Wanted: education for players on ethics
In May, when India TV released tapes of its sting operation uncovering potential black-money transactions, players openly flouting IPL rules, and possible spot-fixing, the BCCI needed to act fast to restore credibility. They did, conducting an enquiry that reached its conclusion in quick time. As important as it is to conduct a fair trial, it's equally important the process is quick and a conclusion is arrived at while the issue is still fresh in public memory. The punishments handed out to the guilty cricketers were also severe, and it can be said that the BCCI succeeded in setting the right precedent.
One can argue that while TP Sudhindra's crime of taking money to bowl a no-ball in a local league game deserved a life ban, the others were not guilty of much more than talking through their hats. The income tax department has given a clean chit to these cricketers because it found no evidence of ill-gotten monetary gain, so banning them might seem a bit harsh. While three of them will be serving one-year bans from competitive cricket, which theoretically means that they can return to represent their Ranji Trophy teams in 2013, in reality it could be the end of their careers, for states rarely reinstate tainted cricketers. If the BCCI has taken a tough stance, the state associations are also likely to follow suit.
I have spent enough time with cricketers to say with authority that bragging is an intrinsic part of most casual cricket conversations. There are always a couple of players in every team who like to talk big. Perhaps that's just what Abhinav Bali and Mohnish Mishra were doing. Unfortunately they were talking to strangers and were caught on camera. While banning players for bragging may be a little harsh, this article isn't about defending the guilty or criticising the punishments. It was important for the BCCI to take action because a strong message had to be sent across to every player in the country. Hopefully these sentences will work as a deterrent in the future.

[Dataset excerpt]
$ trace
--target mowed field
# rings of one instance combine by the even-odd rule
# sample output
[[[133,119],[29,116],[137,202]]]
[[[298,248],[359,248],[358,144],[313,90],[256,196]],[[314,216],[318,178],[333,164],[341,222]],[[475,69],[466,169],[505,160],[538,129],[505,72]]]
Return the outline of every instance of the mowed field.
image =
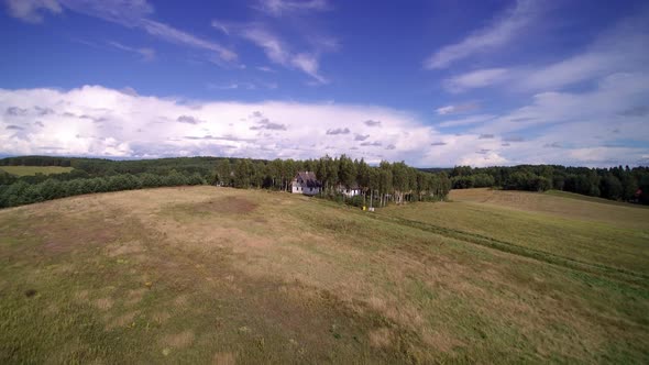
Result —
[[[0,170],[7,172],[11,175],[15,176],[29,176],[29,175],[53,175],[53,174],[63,174],[69,173],[74,168],[73,167],[62,167],[62,166],[0,166]]]
[[[0,211],[0,363],[648,363],[649,210],[216,187]]]

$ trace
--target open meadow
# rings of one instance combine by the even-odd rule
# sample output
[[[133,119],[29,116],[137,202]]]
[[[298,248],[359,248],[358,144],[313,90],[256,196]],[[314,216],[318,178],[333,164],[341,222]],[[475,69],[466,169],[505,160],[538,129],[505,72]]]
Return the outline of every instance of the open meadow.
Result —
[[[0,363],[649,363],[649,209],[209,186],[0,210]]]

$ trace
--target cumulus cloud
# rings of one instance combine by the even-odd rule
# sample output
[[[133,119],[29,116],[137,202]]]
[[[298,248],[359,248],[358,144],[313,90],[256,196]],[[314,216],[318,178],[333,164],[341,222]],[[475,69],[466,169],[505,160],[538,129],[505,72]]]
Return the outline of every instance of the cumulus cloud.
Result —
[[[428,69],[446,68],[462,58],[506,45],[512,40],[519,37],[521,30],[538,18],[540,12],[538,4],[539,2],[534,0],[518,0],[513,9],[493,24],[432,54],[424,63],[424,67]]]
[[[620,112],[647,100],[642,92],[647,85],[646,76],[618,75],[588,93],[539,95],[530,106],[484,124],[470,124],[462,133],[441,133],[414,114],[375,106],[188,101],[100,86],[0,89],[0,110],[6,111],[0,114],[0,153],[272,159],[316,158],[326,151],[370,163],[406,161],[420,167],[634,164],[649,155],[649,147],[644,147],[649,145],[649,128],[642,118]],[[41,110],[52,112],[41,115]],[[374,123],[354,124],[350,137],[328,136],[327,131],[344,131],[340,121]],[[377,121],[381,133],[376,133]],[[526,132],[525,140],[517,139],[527,129],[540,128],[540,136]],[[484,139],[484,134],[494,136]],[[638,141],[639,146],[619,147],[619,141],[629,139]],[[543,148],[553,143],[563,147]]]

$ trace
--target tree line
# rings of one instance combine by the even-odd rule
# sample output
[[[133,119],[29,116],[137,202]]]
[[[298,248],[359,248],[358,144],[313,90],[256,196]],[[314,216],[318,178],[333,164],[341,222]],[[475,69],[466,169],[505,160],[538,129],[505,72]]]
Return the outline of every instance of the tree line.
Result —
[[[508,190],[576,192],[610,200],[649,203],[649,167],[610,168],[520,165],[457,166],[449,170],[453,189],[497,187]]]
[[[29,165],[28,165],[29,164]],[[314,172],[322,182],[321,197],[354,206],[444,199],[451,189],[446,174],[429,174],[404,162],[370,166],[363,159],[324,156],[318,159],[250,159],[177,157],[142,161],[22,156],[0,159],[0,166],[69,166],[69,173],[13,176],[0,172],[0,208],[75,195],[163,186],[210,184],[234,188],[290,191],[298,172]],[[359,188],[348,199],[340,188]]]
[[[271,162],[222,159],[217,163],[215,181],[237,188],[264,188],[290,191],[298,172],[314,172],[322,184],[320,197],[346,201],[340,189],[359,188],[361,196],[346,202],[355,206],[376,202],[426,201],[444,199],[451,189],[446,173],[430,174],[404,162],[381,162],[370,166],[364,159],[324,156],[318,159],[273,159]]]

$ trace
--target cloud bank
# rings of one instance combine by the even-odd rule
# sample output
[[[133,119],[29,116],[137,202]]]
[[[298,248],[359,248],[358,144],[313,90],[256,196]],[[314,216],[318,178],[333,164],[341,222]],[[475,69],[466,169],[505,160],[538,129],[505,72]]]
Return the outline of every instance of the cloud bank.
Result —
[[[635,165],[649,162],[649,126],[642,112],[647,99],[641,92],[647,82],[647,77],[617,75],[587,95],[542,93],[503,115],[446,122],[471,125],[461,134],[376,106],[187,101],[101,86],[0,89],[0,153],[267,159],[344,153],[370,163],[405,161],[421,167]],[[586,106],[590,113],[573,111]],[[520,137],[530,129],[543,133]],[[639,142],[629,144],[630,139]]]

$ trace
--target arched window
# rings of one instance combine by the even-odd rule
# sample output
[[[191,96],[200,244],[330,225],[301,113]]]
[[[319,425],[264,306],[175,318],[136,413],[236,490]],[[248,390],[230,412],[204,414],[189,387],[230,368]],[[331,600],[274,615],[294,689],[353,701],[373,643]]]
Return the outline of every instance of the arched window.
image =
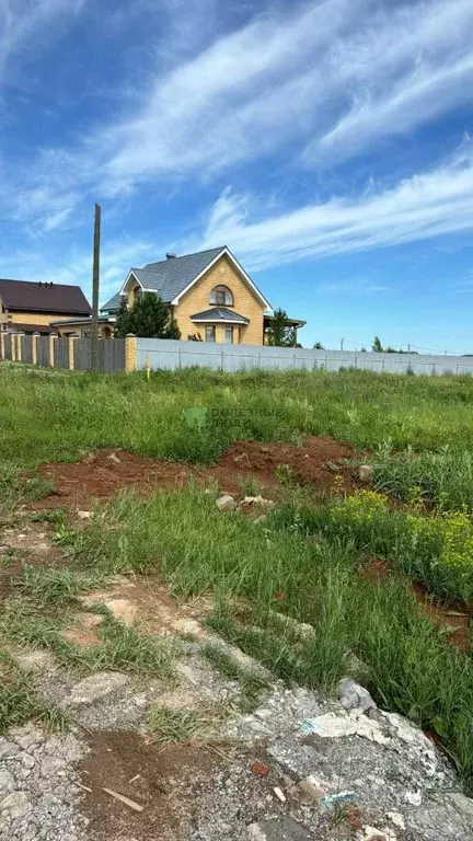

Set of tasks:
1. Determine whether each of the following statements agrees with the article on ethics education for cricketers. Answer yes or no for each, and quote the deciding words of the article. (a) The income tax department found no evidence that the cricketers had made ill-gotten monetary gains. (b) TP Sudhindra took money to bowl a wide in a Ranji Trophy match. (c) The writer states that the purpose of the article is to criticize the punishments.
2. Reproduce the passage of the article on ethics education for cricketers from "Wanted: education for" up to and including "the right precedent.".
3. Proceed with the article on ethics education for cricketers, beginning after its final sentence.

Answers per task:
1.
(a) Yes: "The income tax department has given a clean chit to these cricketers because it found no evidence of ill-gotten monetary gain"
(b) No: "TP Sudhindra's crime of taking money to bowl a no-ball in a local league game"
(c) No: "this article isn't about defending the guilty or criticising the punishments"

2.
Wanted: education for players on ethics
In May, when India TV released tapes of its sting operation uncovering potential black-money transactions, players openly flouting IPL rules, and possible spot-fixing, the BCCI needed to act fast to restore credibility. They did, conducting an enquiry that reached its conclusion in quick time. As important as it is to conduct a fair trial, it's equally important the process is quick and a conclusion is arrived at while the issue is still fresh in public memory. The punishments handed out to the guilty cricketers were also severe, and it can be said that the BCCI succeeded in setting the right precedent.

3.
While handing out severe punishments might be a logical end to an enquiry, it cannot stem the rot completely. If severe punishments could prevent players from indulging in match/spot-fixing, the likes of Salman Butt wouldn't have gone to jail in 2011 after several cricketers were banned for life in 2000. The most important lesson to be learnt from the Lord's spot-fixing was that you could go to jail for bowling an innocuous-looking no-ball. Unfortunately Sudhindra perhaps chose to learn something else: that there was money to be made by overstepping the line.
Banning these five cricketers was relatively easy, and it shouldn't be considered as an end or a "solution". It addresses the outcome of the act, not the reasons for it. In fact, it should be seen as only the beginning of a tough process - that of creating an environment that discourages foul play, encourages awareness among players, and makes franchisees equally responsible when it comes to preventing corruption.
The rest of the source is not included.